To be done → List every line in the records below that contains the string "cloud", copying each one in full. Case counts when matching.

Dataset entries →
----------------

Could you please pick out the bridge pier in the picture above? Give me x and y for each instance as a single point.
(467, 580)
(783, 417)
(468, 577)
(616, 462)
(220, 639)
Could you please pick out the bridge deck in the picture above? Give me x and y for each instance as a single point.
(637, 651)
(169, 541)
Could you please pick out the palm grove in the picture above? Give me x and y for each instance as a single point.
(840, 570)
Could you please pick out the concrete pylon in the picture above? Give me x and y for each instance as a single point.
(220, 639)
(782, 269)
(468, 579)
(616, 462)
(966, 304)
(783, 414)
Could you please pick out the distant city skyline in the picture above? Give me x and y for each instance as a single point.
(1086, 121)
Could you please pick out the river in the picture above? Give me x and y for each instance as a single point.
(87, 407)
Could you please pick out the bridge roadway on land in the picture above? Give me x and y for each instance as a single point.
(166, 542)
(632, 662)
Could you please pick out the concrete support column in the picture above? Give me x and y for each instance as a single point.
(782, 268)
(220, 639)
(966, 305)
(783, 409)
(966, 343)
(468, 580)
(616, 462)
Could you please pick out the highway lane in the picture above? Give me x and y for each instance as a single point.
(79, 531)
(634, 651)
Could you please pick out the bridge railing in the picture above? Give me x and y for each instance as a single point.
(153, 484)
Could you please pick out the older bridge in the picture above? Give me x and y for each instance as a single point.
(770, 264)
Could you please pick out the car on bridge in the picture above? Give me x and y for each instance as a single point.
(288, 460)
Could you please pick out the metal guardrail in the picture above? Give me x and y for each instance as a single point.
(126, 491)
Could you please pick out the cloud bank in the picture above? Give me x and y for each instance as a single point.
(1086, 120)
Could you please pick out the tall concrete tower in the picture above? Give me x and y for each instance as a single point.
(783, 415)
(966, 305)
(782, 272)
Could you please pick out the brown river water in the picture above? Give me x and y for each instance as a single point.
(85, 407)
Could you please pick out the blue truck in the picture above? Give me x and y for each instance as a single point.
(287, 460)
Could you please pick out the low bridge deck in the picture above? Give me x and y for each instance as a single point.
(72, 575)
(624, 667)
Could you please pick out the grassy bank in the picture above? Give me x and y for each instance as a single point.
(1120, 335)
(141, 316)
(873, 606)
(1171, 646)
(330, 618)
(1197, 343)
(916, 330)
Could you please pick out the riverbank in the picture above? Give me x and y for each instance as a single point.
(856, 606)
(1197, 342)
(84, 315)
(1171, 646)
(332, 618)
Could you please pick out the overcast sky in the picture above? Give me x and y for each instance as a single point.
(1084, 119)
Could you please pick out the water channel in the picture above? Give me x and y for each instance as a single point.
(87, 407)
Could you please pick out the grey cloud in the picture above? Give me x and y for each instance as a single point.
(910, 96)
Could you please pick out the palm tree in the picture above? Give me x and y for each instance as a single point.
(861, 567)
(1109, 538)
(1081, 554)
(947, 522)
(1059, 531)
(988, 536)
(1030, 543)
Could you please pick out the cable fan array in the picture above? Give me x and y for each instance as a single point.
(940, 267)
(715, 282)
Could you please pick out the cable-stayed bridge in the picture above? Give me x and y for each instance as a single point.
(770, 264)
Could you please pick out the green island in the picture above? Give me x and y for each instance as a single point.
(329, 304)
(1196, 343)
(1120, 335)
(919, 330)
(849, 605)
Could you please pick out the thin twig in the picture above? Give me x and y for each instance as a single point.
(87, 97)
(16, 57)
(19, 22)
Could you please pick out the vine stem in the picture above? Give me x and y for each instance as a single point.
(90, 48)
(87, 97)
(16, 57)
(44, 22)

----------------

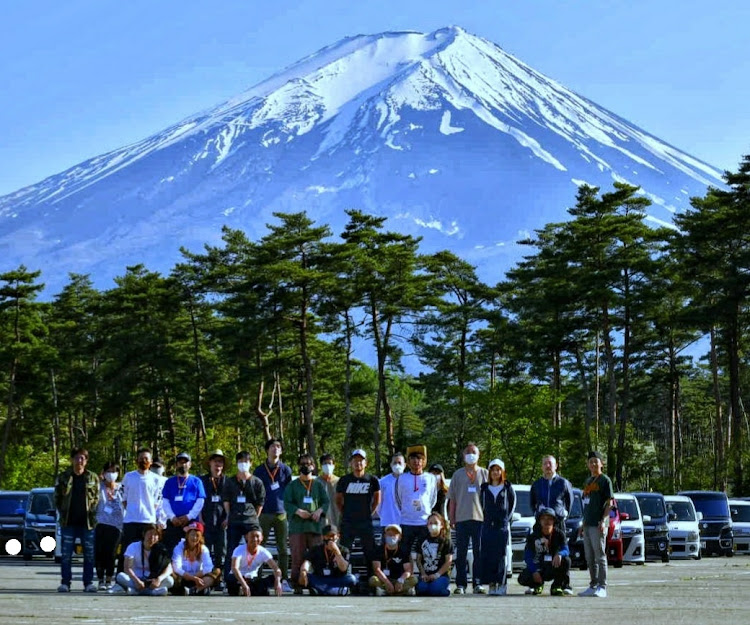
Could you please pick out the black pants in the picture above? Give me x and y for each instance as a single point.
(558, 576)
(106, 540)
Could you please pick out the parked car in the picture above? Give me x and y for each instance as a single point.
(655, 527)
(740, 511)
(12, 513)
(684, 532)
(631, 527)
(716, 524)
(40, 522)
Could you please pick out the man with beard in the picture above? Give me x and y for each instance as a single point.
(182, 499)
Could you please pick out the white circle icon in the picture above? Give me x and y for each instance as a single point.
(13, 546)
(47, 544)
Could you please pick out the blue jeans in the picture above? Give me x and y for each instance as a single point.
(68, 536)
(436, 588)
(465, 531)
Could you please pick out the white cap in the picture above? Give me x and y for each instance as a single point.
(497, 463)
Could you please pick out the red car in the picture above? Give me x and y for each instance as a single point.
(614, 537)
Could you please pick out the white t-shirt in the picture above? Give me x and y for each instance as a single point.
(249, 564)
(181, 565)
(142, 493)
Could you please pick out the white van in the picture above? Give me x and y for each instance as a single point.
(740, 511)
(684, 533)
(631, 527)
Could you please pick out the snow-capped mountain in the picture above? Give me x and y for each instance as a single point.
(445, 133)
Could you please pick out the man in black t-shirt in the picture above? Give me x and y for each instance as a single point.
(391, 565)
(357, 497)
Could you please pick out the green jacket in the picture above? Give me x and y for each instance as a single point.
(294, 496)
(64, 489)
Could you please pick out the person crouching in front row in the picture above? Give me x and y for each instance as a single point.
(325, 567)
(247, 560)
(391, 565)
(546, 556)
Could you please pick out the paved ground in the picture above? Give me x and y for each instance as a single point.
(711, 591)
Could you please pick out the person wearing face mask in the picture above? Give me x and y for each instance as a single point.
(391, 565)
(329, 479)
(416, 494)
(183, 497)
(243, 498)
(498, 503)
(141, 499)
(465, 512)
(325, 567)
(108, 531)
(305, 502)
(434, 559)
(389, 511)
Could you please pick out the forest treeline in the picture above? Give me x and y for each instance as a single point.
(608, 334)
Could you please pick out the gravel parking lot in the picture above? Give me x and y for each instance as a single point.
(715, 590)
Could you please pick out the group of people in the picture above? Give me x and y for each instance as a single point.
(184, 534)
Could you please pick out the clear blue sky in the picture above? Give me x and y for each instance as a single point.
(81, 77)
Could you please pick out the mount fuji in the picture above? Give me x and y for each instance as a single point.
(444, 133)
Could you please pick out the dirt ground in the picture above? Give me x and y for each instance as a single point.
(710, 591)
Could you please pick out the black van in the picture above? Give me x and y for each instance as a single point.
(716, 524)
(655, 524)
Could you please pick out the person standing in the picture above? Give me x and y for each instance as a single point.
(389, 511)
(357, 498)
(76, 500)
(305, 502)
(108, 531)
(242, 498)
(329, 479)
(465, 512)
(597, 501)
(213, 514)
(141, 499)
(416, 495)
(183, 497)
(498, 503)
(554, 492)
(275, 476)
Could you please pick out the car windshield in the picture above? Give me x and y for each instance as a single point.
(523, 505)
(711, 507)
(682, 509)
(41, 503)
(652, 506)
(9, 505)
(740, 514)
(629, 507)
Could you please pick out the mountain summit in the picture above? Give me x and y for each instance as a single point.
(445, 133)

----------------

Task result →
Could you please pick out the cloud bank in the picture above? Give me x and y for each instance as a single point.
Could you please pick out the grey cloud in the picture above? Give me x and y for each instance as a single point.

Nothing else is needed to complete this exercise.